- EXERCISE BRIEF -
Please reproduce every item below word for word, omitting the pictures.

================================

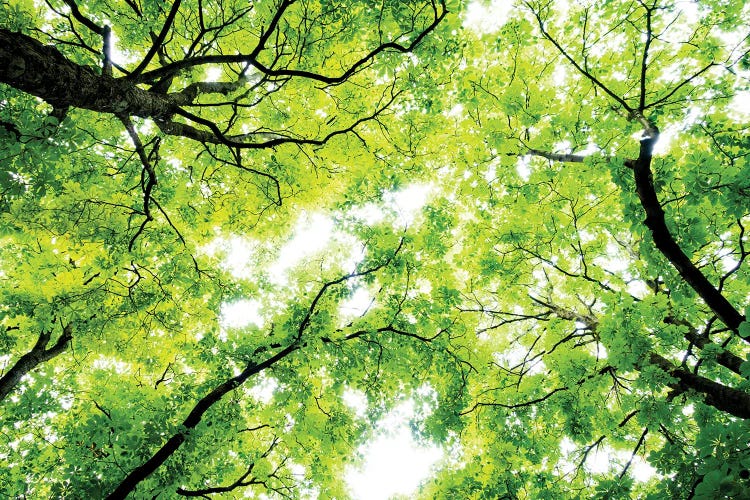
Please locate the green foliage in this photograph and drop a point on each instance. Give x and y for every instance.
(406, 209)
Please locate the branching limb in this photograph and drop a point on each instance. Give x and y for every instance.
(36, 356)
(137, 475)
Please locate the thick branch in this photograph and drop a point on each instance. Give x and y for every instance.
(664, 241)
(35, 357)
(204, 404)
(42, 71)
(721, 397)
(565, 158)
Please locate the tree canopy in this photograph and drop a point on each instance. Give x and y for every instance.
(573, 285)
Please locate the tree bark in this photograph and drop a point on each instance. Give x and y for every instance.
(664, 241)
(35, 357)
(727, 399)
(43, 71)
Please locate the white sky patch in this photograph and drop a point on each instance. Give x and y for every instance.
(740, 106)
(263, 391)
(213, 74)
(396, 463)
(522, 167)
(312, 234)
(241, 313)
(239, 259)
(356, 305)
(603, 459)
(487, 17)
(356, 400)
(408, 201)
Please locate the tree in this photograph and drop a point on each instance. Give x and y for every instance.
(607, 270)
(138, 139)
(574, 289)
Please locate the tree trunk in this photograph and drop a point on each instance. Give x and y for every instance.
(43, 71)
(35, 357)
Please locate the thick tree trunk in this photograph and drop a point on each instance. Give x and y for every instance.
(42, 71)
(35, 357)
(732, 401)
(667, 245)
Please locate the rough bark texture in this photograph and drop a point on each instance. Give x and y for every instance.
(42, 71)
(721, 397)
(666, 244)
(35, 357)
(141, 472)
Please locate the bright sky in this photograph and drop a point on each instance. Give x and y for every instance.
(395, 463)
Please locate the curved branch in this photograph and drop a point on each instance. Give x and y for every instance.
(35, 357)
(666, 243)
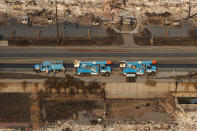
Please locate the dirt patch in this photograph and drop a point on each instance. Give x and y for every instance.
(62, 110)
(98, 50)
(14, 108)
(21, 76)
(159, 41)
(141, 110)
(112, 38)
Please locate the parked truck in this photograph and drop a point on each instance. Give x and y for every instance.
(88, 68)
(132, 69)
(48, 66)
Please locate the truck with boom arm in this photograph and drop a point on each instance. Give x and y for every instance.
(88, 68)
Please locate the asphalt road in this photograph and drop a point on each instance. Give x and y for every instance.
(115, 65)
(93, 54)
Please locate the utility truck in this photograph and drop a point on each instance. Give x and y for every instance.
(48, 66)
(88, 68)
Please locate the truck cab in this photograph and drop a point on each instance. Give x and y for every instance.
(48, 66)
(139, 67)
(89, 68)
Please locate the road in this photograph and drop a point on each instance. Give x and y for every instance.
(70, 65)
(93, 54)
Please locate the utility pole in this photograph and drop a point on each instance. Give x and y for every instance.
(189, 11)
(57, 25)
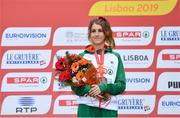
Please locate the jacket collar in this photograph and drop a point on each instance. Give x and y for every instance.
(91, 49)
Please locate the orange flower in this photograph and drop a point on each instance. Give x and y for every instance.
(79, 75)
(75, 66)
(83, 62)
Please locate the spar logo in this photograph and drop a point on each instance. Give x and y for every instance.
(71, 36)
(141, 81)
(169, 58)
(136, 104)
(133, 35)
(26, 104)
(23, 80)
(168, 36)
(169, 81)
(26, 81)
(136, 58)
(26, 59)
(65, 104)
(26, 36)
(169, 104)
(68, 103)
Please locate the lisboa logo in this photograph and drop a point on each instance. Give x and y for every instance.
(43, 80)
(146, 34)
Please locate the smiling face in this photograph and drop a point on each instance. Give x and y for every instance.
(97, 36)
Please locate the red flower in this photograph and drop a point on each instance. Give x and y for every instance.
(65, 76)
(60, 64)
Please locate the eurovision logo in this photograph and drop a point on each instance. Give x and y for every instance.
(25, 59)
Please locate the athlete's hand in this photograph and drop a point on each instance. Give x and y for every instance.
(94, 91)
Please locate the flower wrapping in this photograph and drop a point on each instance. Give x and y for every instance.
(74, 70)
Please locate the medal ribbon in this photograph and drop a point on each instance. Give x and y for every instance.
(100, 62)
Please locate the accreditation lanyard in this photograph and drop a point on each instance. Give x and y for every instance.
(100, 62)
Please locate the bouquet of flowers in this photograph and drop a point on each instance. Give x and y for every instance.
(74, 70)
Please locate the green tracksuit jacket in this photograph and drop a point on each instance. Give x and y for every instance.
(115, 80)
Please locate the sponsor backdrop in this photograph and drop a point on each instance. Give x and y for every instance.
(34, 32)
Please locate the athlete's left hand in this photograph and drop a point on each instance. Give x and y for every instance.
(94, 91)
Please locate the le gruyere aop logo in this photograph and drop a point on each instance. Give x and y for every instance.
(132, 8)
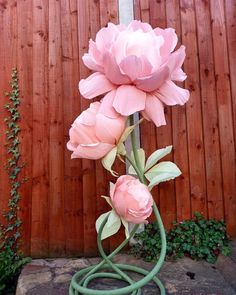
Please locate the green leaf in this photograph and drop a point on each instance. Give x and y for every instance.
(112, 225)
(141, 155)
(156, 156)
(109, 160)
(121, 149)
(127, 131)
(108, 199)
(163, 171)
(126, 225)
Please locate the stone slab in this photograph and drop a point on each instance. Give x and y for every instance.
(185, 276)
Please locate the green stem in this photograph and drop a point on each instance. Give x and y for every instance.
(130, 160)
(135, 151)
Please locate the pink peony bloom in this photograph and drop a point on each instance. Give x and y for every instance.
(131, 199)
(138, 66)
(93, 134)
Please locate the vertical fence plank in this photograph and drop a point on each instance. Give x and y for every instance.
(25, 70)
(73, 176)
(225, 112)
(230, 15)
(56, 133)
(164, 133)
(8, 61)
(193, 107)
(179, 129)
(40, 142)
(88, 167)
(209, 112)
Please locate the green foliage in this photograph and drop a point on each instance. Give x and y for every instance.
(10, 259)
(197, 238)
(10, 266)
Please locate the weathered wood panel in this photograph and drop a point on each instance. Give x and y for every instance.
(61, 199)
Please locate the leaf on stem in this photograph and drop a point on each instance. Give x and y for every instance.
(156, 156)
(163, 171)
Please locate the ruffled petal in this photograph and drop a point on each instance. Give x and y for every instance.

================================

- RESULT FOR THIS EXERCISE -
Please locate the green foliage in this photograph and drop a point on each instance. Give x and y for every instance.
(406, 209)
Please locate the branching limb in this photograph and drop a point on each instance. Give x and y for every instance.
(36, 356)
(137, 475)
Please locate the thick branch in this photograph and drop a point on each instance. Give x and y for every instance.
(664, 241)
(35, 357)
(204, 404)
(42, 71)
(721, 397)
(565, 158)
Please locate the tree canopy in this photograph and drop a point on each instance. Give x and y for every instance.
(573, 285)
Please locate the tree bark in this photograph and drop a point on each instance. Give x and y for every instance.
(664, 241)
(35, 357)
(727, 399)
(43, 71)
Please locate the white sky patch in this photograph and drop a point on each instance. Give x and y for every instance.
(740, 106)
(263, 391)
(213, 74)
(396, 463)
(522, 167)
(312, 234)
(241, 313)
(239, 259)
(356, 305)
(603, 459)
(487, 17)
(356, 400)
(408, 201)
Please locate the tree in this photograph and drop a point on each instance. Give x and y for every instance.
(607, 270)
(138, 139)
(574, 289)
Please locate the tree trunk in this photograph and drop a point on each instance. Give x and y for every instance.
(43, 71)
(35, 357)
Please locate the thick tree trunk in this photograph and drop a point on each instance. Give x and y for every instance.
(42, 71)
(35, 357)
(732, 401)
(667, 245)
Please locate the rough bark texture in this photograph and drop a point on each instance. Give x and y for every instance.
(42, 71)
(721, 397)
(666, 244)
(35, 357)
(141, 472)
Please locate the bright sky in this photograph and drop a point on each instance. Give x and y for every instance.
(395, 463)
Please locate the curved branch in this photograph and drop a point on each instance. Give x and y for every instance.
(35, 357)
(666, 243)
Please locate the dirt patch in this photograph and drop a point on each instance. Give x and y for every instance.
(62, 110)
(98, 50)
(14, 108)
(21, 76)
(159, 41)
(141, 110)
(112, 38)
Please locate the parked truck in this photograph and drop a point on each instance. Give x and y for every instance.
(88, 68)
(132, 69)
(48, 66)
Please locate the truck with boom arm in this photograph and drop a point on each instance. Give x and y for every instance.
(88, 68)
Please locate the asphalt road in this photograph and drop a point on each instance. Give x and y for every instance.
(115, 65)
(93, 54)
Please locate the utility truck in this photograph and drop a point on each instance. Give x and y for every instance.
(48, 66)
(88, 68)
Please locate the truck cab in this photograph and drop a point on each instance. Give x and y for every instance.
(48, 66)
(139, 67)
(89, 68)
Please locate the road in this photograph and drop a point on each instance. Give x and y for every instance.
(70, 65)
(93, 54)
Please locate the utility pole in this photograph and drop a point on each instance. Give x and y for every instance.
(189, 11)
(57, 25)
Please locate the jacket collar in this photograph and drop a point on each instance. Give x and y for every instance.
(91, 49)
Please locate the orange flower in this photograph and drop a point on each instance. Give x and y for every instance.
(79, 75)
(75, 66)
(83, 62)
Please locate the spar logo in this photograph and drop a point on each instance. Give x and y for every instance.
(71, 36)
(141, 81)
(169, 58)
(136, 104)
(133, 35)
(26, 104)
(23, 80)
(168, 36)
(169, 81)
(26, 81)
(136, 58)
(26, 59)
(65, 104)
(26, 36)
(169, 104)
(68, 103)
Please locate the lisboa logo in this photograph and drop a point on each instance. Give x and y for every instance.
(43, 80)
(146, 34)
Please locate the smiling face in this photograph and drop a point on each instance. Give x and y for every instance.
(97, 36)
Please locate the red flower in this photograph and drop a point on each instance. Give x and y for every instance.
(65, 76)
(60, 64)
Please locate the eurovision logo in this photograph and drop a point on each instance. Give x and y for every instance.
(25, 59)
Please locate the athlete's hand in this photograph and drop a point on each instance. Give x and y for every instance.
(94, 91)
Please locate the flower wrapping in this photograph and drop a point on each instance. Give x and y for every instance.
(74, 70)
Please locate the medal ribbon in this photograph and drop a point on each instance. Give x and y for every instance.
(100, 62)
Please locate the accreditation lanyard in this photograph and drop a point on each instance. Give x and y for every instance.
(100, 62)
Please locate the bouquet of flowers in this photograph and drop a point on each instance. Give x and y for every instance.
(74, 70)
Please locate the green tracksuit jacket in this photograph and drop a point on each instance. Give x and y for every instance.
(115, 80)
Please locate the sponsor backdrop in this photograph and drop a point on each instance. Give x and y for every instance.
(34, 32)
Please locate the athlete's left hand in this photograph and drop a point on each instance. Give x and y for every instance.
(94, 91)
Please locate the le gruyere aop logo in this photograph and drop a point on each instance. Give x and y for every instance.
(132, 8)
Please locate the green leaf in this photograph and drop a point on each instance. Give x and y for every instance.
(112, 225)
(141, 155)
(156, 156)
(109, 160)
(121, 149)
(127, 131)
(108, 199)
(163, 171)
(126, 225)
Please locate the stone slab in this photograph and drop a point on each instance. Give x and y for every instance.
(185, 276)
Please locate the green stem in this photograph and drop a point on each instance. Give x and y for every instance.
(130, 160)
(135, 151)
Please locate the pink peony bloom in this photograph and drop a point on each instance. Give x and y for every instance.
(131, 199)
(138, 66)
(93, 134)
Please locate the vertical fence plank in this photograph and drop a point on each instance. Give x and y for every instance.
(25, 70)
(73, 176)
(225, 112)
(230, 15)
(56, 133)
(164, 133)
(8, 61)
(193, 107)
(179, 129)
(40, 142)
(88, 167)
(209, 112)
Please locate the green foliage in this photograph and drop a point on each instance. Give x and y for every instance.
(10, 259)
(197, 238)
(10, 266)
Please locate the weathered wood panel in this photograph and drop a point on each instance. Give x and y for every instance.
(61, 199)
Please locate the leaf on stem in this photograph and drop a point on each instance. Give x and y for every instance.
(156, 156)
(163, 171)
Please locate the ruffled petal in this photograph and drop a point on each instance. Give x and y for every instance.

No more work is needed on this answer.